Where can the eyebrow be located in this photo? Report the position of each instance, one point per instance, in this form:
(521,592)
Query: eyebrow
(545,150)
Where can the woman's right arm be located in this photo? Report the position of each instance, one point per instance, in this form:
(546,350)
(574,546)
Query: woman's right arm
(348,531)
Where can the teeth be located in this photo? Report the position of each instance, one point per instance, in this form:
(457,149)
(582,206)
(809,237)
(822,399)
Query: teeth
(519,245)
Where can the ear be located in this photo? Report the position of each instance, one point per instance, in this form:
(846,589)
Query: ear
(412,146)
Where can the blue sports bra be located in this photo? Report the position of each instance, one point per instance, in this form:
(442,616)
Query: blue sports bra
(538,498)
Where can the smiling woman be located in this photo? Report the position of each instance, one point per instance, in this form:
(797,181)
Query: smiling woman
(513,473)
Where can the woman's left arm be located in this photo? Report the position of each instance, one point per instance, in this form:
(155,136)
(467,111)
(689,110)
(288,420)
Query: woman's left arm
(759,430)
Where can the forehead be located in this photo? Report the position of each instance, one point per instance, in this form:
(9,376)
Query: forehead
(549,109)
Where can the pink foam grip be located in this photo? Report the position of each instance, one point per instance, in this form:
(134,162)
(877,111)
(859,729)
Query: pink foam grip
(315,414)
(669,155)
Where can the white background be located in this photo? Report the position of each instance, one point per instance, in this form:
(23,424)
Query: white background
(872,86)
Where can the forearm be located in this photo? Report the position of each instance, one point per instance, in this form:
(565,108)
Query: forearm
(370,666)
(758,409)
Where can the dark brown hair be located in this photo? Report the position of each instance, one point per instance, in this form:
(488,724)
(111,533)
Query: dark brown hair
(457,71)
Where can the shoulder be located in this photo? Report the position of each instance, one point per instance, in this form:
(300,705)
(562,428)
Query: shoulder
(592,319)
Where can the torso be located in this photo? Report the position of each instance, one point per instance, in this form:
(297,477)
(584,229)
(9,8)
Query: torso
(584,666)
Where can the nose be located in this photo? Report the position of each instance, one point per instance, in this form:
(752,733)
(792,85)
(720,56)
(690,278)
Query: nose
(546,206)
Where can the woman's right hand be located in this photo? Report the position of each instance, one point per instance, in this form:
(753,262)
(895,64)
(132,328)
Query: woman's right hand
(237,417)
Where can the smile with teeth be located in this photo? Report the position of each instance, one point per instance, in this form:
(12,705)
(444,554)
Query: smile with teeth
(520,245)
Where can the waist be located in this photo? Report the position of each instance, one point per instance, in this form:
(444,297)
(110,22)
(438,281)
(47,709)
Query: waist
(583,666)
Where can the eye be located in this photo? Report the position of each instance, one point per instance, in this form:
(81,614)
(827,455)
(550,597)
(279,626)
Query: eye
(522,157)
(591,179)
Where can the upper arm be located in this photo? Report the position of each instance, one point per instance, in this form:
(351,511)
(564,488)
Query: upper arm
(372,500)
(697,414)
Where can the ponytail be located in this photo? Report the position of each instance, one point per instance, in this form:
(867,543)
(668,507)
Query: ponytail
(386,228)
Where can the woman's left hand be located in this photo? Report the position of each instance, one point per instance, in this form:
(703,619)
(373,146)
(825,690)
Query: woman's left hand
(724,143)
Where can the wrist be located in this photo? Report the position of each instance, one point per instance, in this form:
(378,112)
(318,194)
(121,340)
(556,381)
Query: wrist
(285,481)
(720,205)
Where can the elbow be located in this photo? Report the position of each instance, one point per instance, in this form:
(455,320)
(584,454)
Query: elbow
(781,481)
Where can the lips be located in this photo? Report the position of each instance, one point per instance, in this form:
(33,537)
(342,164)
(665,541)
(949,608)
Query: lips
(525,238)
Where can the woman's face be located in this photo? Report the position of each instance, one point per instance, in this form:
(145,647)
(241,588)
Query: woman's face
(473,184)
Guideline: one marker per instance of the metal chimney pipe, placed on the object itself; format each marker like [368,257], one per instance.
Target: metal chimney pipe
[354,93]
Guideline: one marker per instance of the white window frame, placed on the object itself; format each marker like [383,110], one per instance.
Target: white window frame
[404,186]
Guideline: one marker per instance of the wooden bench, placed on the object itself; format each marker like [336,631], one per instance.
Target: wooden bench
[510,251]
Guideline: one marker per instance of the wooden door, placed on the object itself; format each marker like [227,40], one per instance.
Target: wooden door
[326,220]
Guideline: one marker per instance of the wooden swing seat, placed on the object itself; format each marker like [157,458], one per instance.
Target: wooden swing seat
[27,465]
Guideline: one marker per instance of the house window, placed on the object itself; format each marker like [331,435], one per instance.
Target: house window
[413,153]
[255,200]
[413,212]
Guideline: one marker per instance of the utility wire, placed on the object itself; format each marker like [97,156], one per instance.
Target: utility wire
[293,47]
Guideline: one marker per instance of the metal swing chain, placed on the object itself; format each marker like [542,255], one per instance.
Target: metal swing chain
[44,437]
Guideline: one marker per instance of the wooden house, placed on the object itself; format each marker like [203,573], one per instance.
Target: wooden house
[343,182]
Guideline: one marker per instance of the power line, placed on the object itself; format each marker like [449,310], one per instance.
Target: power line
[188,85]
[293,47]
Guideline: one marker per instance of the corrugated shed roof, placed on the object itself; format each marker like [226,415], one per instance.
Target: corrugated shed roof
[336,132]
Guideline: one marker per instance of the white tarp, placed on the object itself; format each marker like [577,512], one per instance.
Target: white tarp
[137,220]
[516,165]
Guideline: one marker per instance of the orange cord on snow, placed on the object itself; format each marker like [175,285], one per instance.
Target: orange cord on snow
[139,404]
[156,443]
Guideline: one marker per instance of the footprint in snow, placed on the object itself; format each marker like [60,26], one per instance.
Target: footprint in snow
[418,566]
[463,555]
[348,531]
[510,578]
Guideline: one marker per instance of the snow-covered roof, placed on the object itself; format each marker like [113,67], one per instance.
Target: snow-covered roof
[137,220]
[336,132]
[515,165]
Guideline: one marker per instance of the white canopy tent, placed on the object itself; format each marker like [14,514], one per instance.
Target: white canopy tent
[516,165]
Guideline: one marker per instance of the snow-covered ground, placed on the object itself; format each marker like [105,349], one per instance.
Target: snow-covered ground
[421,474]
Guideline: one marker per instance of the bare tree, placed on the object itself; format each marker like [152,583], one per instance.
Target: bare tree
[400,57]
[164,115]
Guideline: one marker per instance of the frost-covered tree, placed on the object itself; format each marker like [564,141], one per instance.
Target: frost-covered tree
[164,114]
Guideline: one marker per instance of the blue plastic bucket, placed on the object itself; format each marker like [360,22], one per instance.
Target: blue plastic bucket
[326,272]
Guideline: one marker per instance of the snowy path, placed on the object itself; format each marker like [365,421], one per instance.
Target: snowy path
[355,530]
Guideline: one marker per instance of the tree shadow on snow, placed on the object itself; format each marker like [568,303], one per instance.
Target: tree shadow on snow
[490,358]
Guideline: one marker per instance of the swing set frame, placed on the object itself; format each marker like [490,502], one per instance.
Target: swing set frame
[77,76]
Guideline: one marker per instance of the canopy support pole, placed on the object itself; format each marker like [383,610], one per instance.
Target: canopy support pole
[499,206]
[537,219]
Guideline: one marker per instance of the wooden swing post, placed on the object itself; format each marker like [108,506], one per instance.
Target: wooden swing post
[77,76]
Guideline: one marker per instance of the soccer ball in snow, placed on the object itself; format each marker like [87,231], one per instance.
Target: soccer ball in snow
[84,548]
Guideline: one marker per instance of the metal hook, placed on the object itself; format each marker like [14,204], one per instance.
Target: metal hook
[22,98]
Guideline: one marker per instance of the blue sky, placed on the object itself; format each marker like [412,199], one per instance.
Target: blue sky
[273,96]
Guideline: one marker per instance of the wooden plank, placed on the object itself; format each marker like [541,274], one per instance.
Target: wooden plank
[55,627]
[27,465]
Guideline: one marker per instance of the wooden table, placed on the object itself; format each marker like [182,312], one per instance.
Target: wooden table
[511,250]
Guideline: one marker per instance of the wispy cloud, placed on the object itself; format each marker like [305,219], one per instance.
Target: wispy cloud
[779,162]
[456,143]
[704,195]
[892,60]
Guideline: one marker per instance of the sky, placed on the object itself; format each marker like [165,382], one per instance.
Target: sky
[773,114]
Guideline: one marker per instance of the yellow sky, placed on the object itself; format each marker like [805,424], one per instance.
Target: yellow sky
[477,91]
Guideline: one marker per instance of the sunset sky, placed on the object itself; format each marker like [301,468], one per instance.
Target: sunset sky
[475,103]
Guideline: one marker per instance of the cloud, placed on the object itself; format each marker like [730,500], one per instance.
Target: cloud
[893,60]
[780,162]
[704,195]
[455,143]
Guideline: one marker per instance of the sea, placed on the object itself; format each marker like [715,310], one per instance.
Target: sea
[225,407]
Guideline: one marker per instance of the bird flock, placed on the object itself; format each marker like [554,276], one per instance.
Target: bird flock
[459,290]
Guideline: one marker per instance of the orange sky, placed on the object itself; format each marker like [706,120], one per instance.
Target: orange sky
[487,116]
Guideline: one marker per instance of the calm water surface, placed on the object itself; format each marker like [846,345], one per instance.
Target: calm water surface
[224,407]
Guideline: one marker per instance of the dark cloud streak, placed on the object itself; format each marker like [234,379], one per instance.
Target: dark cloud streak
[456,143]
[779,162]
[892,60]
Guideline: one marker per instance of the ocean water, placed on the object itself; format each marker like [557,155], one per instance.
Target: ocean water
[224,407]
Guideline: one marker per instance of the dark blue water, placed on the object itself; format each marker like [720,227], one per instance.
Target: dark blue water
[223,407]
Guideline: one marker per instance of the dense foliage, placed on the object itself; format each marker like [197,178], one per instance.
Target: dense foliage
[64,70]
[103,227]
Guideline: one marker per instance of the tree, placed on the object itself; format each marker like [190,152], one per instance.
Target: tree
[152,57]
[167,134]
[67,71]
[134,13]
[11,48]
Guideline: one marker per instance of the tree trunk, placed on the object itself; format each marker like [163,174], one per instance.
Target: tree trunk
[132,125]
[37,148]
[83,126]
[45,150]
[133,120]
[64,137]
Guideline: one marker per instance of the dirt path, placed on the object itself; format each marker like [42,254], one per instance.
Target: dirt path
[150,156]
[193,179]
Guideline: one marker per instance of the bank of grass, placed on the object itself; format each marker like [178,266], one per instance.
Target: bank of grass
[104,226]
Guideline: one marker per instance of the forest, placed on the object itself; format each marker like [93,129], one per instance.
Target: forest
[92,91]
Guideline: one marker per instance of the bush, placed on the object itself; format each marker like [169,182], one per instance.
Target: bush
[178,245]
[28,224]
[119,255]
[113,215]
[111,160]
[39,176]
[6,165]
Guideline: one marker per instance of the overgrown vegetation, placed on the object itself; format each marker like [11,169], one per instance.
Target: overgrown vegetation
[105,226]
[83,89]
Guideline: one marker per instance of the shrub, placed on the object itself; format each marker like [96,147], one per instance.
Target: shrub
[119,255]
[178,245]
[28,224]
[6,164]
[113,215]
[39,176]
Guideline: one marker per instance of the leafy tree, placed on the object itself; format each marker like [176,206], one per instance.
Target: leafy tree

---+---

* **INSTRUCTIONS TO FOLLOW**
Using the material above, transcribe exactly the lines from the line with "Target: wooden swing post" to the line with "Guideline: one marker per instance of the blue sky, placed"; both count, and nothing else goes in.

* **RESPONSE TO THE TASK**
Target: wooden swing post
[77,76]
Guideline: one marker per instance of the soccer ball in snow, placed on the object itself; format each marker like [87,231], one per instance.
Target: soccer ball in snow
[84,548]
Guideline: one marker per instance of the metal hook, placed on the object itself; format each marker like [14,204], one per instance.
Target: metal hook
[22,98]
Guideline: one marker per instance of the blue sky, placed on the object itself; format each marker like [412,199], one per instance.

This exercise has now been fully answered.